>> begin Data for processing

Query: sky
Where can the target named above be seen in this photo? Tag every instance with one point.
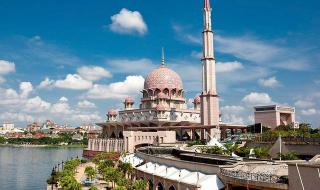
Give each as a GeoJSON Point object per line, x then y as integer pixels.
{"type": "Point", "coordinates": [71, 61]}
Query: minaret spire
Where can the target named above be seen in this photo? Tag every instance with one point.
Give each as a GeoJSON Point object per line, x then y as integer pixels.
{"type": "Point", "coordinates": [207, 4]}
{"type": "Point", "coordinates": [209, 96]}
{"type": "Point", "coordinates": [162, 57]}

>> end Data for processing

- What the exercise asks
Arrange these records as a two-column CSV with the headers "prompt" and "answer," one row per record, putting each record's full text and its answer in their own quoted fields with line breaks replaced by spaces. Leave the pictures out.

- Correct answer
prompt,answer
"Query: sky Where can the target named above be seen in this photo? Tag every instance with one point. Give each as a GeoJSON Point object per line, x then y as integer pixels.","{""type"": ""Point"", ""coordinates"": [71, 61]}"
"Query: minaret spire Where can the target named above be seen in this photo? Tag every instance with one point. Give each as a GeoJSON Point object per line, x then y as integer pixels.","{""type"": ""Point"", ""coordinates"": [207, 4]} {""type"": ""Point"", ""coordinates"": [209, 96]} {""type"": ""Point"", ""coordinates"": [162, 57]}"